[Exercise aim] Take every line from the material that has the word "distant" in it.

==========

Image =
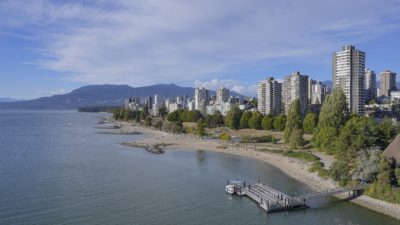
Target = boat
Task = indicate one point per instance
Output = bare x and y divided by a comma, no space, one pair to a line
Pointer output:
230,189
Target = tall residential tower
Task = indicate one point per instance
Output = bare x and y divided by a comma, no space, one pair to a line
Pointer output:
295,86
388,82
269,96
370,85
348,73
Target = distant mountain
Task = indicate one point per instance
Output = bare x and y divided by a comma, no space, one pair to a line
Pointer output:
101,95
10,100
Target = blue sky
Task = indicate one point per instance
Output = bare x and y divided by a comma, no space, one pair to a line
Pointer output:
52,47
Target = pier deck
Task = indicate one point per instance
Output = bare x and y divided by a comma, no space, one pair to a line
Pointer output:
273,200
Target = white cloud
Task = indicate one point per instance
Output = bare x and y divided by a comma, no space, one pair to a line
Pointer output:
145,42
61,91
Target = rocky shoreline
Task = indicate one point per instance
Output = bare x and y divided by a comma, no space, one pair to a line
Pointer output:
157,142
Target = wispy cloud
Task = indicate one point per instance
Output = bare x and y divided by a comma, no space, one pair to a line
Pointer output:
144,42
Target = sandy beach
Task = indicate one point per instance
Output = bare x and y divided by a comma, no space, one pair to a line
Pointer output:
295,168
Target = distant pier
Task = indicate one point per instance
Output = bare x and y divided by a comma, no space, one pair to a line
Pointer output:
273,200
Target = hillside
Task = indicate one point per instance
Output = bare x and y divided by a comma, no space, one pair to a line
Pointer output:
100,95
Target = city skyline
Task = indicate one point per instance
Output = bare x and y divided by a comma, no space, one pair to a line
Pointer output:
55,47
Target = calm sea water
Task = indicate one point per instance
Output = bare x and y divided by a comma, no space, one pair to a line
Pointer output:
51,173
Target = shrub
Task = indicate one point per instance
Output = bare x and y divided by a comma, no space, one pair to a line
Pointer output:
225,137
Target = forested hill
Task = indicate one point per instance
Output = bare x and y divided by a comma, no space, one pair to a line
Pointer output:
100,95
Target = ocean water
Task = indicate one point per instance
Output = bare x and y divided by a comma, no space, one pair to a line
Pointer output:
53,173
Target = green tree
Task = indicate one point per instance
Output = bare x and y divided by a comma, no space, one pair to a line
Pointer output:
293,120
387,131
273,140
332,117
358,133
339,171
244,119
207,121
280,122
255,121
296,139
397,174
232,118
310,122
200,127
267,122
225,137
367,165
158,125
137,116
334,110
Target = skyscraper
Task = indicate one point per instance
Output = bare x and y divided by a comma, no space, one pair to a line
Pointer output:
388,82
318,92
269,96
370,85
201,99
348,73
295,86
222,95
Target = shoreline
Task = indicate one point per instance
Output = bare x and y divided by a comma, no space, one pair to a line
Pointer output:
295,168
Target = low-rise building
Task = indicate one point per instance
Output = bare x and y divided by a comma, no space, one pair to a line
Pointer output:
223,108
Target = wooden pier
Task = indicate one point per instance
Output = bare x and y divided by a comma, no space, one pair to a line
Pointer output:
273,200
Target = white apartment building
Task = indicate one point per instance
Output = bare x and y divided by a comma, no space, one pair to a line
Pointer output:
295,86
269,96
349,74
222,95
370,85
201,98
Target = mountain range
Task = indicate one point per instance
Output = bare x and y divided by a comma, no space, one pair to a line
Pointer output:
101,95
10,100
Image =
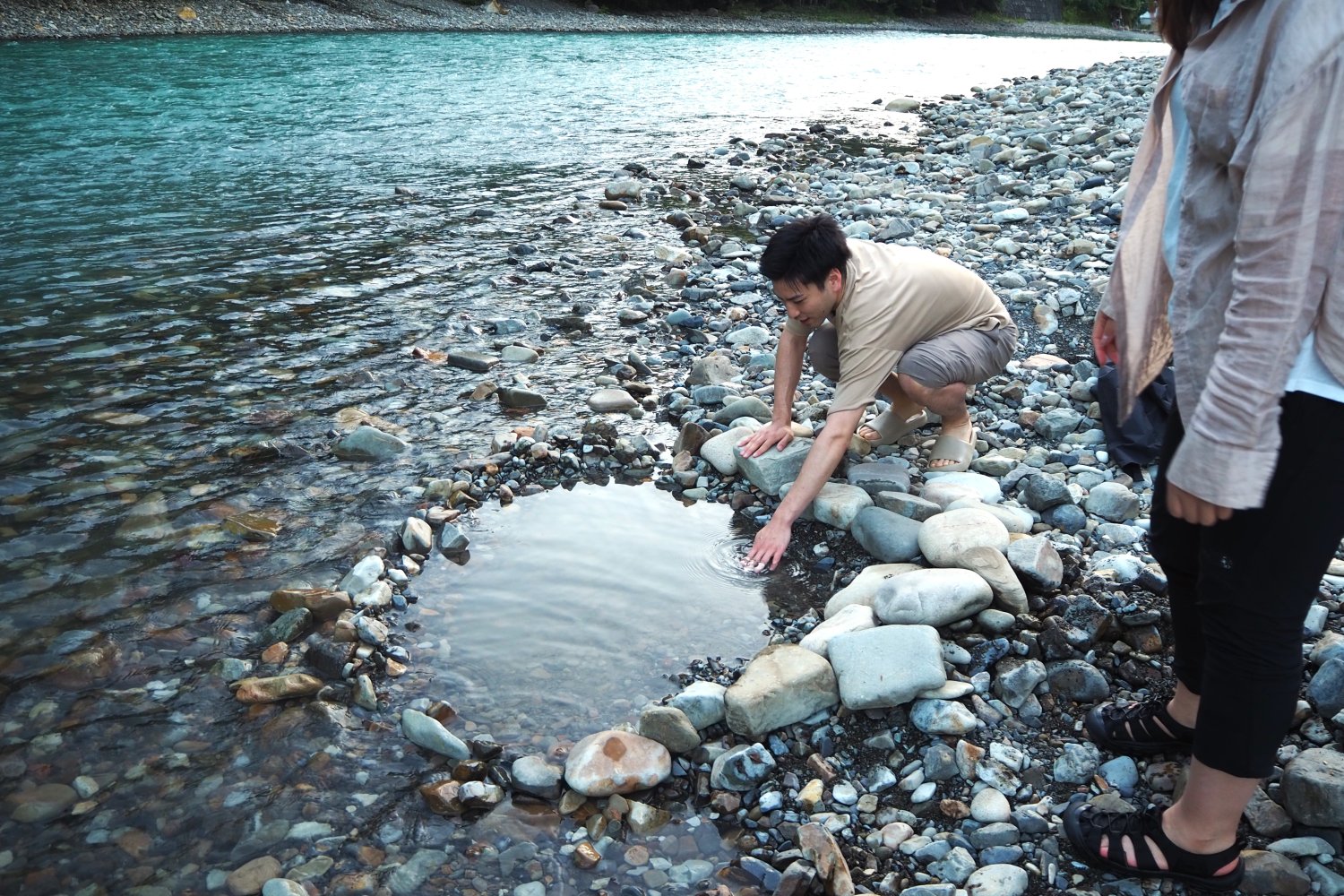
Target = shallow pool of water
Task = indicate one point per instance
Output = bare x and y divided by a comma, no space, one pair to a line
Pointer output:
578,606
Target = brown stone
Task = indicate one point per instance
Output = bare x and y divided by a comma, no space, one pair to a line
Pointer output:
249,879
822,849
277,688
441,797
586,856
324,603
276,653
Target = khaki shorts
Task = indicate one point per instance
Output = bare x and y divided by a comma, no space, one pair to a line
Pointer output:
960,357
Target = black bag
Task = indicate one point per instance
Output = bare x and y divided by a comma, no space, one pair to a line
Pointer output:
1136,443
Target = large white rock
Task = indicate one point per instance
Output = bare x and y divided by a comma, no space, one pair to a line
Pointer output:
362,575
866,584
781,685
948,535
994,568
855,616
932,597
986,487
943,718
616,762
887,667
719,450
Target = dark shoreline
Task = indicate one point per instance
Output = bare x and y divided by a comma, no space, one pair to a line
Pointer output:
31,21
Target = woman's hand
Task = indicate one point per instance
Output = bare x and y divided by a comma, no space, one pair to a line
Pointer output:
1183,505
1104,339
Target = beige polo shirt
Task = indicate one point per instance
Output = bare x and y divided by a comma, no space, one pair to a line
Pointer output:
895,297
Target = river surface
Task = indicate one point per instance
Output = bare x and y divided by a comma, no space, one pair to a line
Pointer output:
206,261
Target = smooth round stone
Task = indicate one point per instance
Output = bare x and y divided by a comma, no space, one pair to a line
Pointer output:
946,536
991,806
610,401
42,804
1120,772
925,791
997,880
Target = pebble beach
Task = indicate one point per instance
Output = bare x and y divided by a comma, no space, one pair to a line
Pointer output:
917,729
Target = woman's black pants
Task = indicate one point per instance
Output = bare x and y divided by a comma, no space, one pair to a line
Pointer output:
1239,590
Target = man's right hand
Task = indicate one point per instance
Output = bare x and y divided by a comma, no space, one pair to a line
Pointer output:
1104,339
768,437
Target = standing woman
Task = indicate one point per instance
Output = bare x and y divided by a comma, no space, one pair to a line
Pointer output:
1230,261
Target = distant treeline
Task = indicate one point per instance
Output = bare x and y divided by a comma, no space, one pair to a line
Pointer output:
1082,11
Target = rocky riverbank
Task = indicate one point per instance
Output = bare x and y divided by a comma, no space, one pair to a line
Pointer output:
914,731
29,19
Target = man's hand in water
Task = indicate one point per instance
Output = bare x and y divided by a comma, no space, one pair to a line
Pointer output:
769,546
768,437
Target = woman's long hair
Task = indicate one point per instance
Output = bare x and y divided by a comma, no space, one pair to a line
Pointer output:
1179,21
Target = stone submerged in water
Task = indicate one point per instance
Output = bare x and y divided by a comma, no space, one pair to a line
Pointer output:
616,762
427,732
367,443
277,688
782,684
42,804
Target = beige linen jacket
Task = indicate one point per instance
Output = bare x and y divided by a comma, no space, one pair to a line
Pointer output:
1260,258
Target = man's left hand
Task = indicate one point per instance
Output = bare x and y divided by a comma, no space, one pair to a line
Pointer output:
769,546
1183,505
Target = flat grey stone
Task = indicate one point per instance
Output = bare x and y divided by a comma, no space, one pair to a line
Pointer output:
879,477
720,450
886,667
1327,688
932,597
943,718
866,584
427,732
1312,788
887,536
1112,501
742,767
702,702
1078,763
749,406
1077,681
946,536
771,470
1038,563
908,505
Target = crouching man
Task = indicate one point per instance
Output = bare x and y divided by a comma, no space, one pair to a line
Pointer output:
874,317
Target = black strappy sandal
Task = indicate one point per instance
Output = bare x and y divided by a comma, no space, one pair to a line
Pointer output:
1091,829
1137,727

==========

[Solution to the problem]
Target = distant mountain
Target = distant pier
Target = distant treeline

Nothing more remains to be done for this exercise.